- **Tugas yang Dikerjakan**:
• A. Dalam kutipan tentang perjalanan ke TNGP, berapa persen potongan harga berobat di klinik yang didapat penduduk zona hijau?
• B. Lanjutkan kutipan tentang perjalanan ke TNGP mulai dari kalimat terakhirnya.

Perjalanan menuju TNGP kami tempuh dari Pontianak, Ibu kota Propinsi ini dengan menggunakan pesawat berukuran sedang dan mendarat di Bandara Rahadi Usman, di Ketapang. Ada yang menarik melihat pemandangan di Bandara Supadio Pontianak, penumpang berjejalan di pintu masuk, bagaikan suasana di terminal bus saja layaknya. Ragam penampilan penumpang sangat bervariasi, dari model penampilan orang desa hingga tampang pengusaha. Rupanya menurut cerita teman, seorang jurnalis lingkungan asal Pontianak, Daeng Rizal, transportasi darat di Kalimantan sangat buruk sehingga banyak masyarakat memilih pesawat untuk bepergian antar satu daerah.

Dari Ketapang untuk menuju TNGP masih dibutuhkan dua jam perjalanan darat lagi. Tapi ini sebenarnya belum masuk zona inti atau kawasan hutan lebat TNGP tetapi hanya kawasan pinggiran yang banyak pemukiman. Hari pertama ini kami langsung menjumpai masyarakat yang bermukim di pinggiran hutan TNGP untuk bersilaturahmi dan wawancara tentang program konservasi hutan.

Desa yang kami kunjungi pertama adalah Desa Sedahan, Kecamatan Sukadana, Kabupaten Kayong Utara. Warga yang didukung oleh organisasi lokal bernama Yayasan Asri menjalankan program penyelamatan hutan sambil memberdayakan kehidupan masyarakat. Segudang problematika khas penduduk sekitar hutan ada di desa ini mulai dari batas hutan yang tidak jelas, tanah dan kebun mereka masuk ke dalam wilayah TNGP dan pembukaan hutan menjadi kebun sawit. Namun kini banyak masyarakat desa yang dulunya merupakan penebang liar kini telah beralih menjadi petani atau menjalankan usaha lainnya.

Seperti yang kami temui hari itu, satu kelompok tani yang dulunya merupakan penebang liar. Pak Jono, bekas penebang liar berkisah kepada kami tentang pekerjaannya dulu. “ Kalau dipikir-pikir duit yang kami dapat dulu tidak banyak. Memang totalnya banyak tetapi setelah potong hutang sana-sini paling bisa kami bawa pulang 1 juta. Sekarang dengan bertani kami bisa mendapat lebih,”katanya.

Yayasan Asri membantu masyarakat dengan berbagai program uniknya di bidang kesehatan dan pemberdayaan masyarakat. Mereka mendirikan klinik dan menyediakan obat-obat berkualitas bagi warga sekitar hutan. Program kesehatan ini menjadi menarik karena menerapkan sistem “reward and punishment” bagi warga yang menjaga hutan. Sebagai contoh, desa-desa di sekitar hutan diberi label zona merah dan zona hijau. Bagi warga desa yang tinggal di zona merah, jika berobat ke klinik hanya mendapat diskon 30 persen. Sedangkan bagi penduduk yang tinggal di zona hijau mendapat potongan harga jauh lebih besar yaitu 70 persen.

[Entri yang dikutip dari sebuah koleksi]

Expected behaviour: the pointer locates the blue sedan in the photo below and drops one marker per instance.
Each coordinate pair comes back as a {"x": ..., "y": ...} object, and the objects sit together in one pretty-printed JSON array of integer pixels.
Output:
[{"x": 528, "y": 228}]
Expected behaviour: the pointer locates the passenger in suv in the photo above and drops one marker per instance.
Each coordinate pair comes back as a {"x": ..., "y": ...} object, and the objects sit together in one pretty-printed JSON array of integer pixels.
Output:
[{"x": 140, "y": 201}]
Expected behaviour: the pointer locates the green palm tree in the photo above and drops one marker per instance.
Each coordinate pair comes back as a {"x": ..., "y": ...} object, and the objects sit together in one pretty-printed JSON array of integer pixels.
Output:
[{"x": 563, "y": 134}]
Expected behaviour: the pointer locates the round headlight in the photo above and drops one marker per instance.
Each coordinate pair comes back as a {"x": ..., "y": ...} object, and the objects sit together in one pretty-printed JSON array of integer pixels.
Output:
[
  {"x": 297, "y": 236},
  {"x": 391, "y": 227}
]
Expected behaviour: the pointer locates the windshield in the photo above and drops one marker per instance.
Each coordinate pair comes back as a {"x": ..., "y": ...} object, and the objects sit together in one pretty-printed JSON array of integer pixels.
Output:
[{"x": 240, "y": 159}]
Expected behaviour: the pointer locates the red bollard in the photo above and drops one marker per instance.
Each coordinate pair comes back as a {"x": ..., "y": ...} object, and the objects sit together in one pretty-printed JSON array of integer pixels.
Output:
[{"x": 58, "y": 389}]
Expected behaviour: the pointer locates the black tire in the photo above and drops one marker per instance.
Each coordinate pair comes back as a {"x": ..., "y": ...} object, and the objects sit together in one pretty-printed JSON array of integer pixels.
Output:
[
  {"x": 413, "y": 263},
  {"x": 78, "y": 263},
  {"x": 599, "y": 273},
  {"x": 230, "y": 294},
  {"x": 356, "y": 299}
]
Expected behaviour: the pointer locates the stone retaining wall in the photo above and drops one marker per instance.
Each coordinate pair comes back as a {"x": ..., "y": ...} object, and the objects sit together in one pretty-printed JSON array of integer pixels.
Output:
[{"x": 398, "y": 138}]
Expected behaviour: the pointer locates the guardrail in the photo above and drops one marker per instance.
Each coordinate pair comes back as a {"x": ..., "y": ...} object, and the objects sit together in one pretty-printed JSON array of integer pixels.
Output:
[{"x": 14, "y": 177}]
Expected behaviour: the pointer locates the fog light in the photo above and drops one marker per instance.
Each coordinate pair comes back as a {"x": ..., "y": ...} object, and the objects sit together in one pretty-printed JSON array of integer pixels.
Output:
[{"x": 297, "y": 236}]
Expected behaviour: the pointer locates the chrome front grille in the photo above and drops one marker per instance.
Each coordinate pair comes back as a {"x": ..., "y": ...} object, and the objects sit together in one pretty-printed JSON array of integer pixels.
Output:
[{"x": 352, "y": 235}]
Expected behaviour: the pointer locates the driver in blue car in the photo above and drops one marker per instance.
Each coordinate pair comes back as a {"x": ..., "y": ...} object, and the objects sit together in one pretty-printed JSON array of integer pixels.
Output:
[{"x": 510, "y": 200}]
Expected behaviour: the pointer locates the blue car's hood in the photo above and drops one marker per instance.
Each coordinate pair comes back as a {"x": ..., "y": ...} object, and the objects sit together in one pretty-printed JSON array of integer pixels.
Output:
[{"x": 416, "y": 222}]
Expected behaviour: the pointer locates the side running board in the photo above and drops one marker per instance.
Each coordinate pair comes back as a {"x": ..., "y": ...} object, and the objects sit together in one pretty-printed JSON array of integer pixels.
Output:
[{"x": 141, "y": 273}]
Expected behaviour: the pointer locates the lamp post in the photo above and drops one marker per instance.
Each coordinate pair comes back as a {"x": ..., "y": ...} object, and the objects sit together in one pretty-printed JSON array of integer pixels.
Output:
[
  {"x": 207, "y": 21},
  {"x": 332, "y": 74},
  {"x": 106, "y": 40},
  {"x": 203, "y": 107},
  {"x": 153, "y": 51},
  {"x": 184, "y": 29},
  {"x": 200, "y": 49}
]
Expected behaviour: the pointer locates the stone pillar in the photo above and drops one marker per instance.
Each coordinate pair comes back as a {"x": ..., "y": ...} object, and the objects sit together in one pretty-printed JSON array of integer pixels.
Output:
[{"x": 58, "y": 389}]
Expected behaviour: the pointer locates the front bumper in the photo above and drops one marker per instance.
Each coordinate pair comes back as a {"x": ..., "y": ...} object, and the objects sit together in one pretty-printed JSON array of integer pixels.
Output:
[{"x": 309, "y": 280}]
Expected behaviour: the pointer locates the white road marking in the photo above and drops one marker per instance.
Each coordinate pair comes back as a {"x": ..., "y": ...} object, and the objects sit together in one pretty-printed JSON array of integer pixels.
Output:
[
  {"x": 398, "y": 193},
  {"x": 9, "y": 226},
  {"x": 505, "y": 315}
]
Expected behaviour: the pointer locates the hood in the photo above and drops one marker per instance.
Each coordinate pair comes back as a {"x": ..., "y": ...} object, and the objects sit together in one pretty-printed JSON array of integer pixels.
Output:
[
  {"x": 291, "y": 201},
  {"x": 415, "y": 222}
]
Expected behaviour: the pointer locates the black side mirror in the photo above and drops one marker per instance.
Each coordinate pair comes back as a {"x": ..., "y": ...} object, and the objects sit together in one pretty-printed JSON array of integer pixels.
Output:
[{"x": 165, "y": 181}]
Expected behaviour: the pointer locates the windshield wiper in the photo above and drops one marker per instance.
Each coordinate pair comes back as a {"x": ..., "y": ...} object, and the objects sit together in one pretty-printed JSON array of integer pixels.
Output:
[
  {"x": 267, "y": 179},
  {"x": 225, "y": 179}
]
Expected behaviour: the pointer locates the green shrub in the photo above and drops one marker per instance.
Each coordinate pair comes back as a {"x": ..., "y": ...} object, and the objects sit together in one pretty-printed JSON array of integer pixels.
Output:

- **Hasil per Tugas**:
• A. 70 persen.

• B.
Zona merah berarti di desa tersebut ditemukan tumpukan kayu ilegal, kegiatan penebangan liar dan gergaji mesin. Sebaliknya jika zona hijau berarti desa tersebut telah aman dari kegiatan yang merusak hutan. Jadi masyarakat akan menjaga desanya agar tidak masuk dalam zona merah atau menjaga desanya tetap zona hijau mengingat pelayanan kesehatan yang diberikan sangat berkualitas walaupun sebenarnya ada Puskesmas yang memberikan obat gratis di sekitar mereka. Warga lebih percaya kepada dokter-dokter klinik Yayasan Asri yang berasal dari berbagai daerah bahkan ada dokter dari luar negeri.

Program pemberdayaan yang dilakukan antara lain memberikan pelatihan pertanian organik bagi masyarakat seperti membuat pestisida alami, kompos dan sebagainya.  Selain itu masyarakat juga melakukan penanaman pohon-pohon untuk rehabilitasi hutan baik pohon yang menghasilkan kayu maupun pohon yang memiliki buah. Pohon yang berbuah ini sangat penting sebagai makanan satwa agar hewan-hewan ini tidak mengganggu pertanian penduduk.

Selain itu pohon-pohon yang berbuah dapat menjadi koridor satwa antara satu wilayah dengan wilayah lainnya.
Bagi saya program pemberdayaan Yayasan Asri yang paling menarik adalah “ Kambing untuk Janda”. Ketika pertama mendengar kata “kambing janda”, saya pikir ini hanya becandaan orang setempat saja. Ternyata ini adalah program pemberian kambing kepada janda kurang mampu untuk dipelihara dan hasilnya nanti digulirkan (revolving) kepada janda lain. Konsultan Teknis Pemeliharaan kambing, Muhammad Yusuf menceritakan awalnya program Kambing untuk Janda ini idenya dari seorang janda warga negara Amerika Serikat yang berkunjung ke daerah TNGP. Janda ini kemudian berinisiatif mengumpulkan dana dari rekan-rekannya sesama janda dan dana ini dibelikan kambing yang diserahkan kepada janda miskin yang bermukim sekitar hutan.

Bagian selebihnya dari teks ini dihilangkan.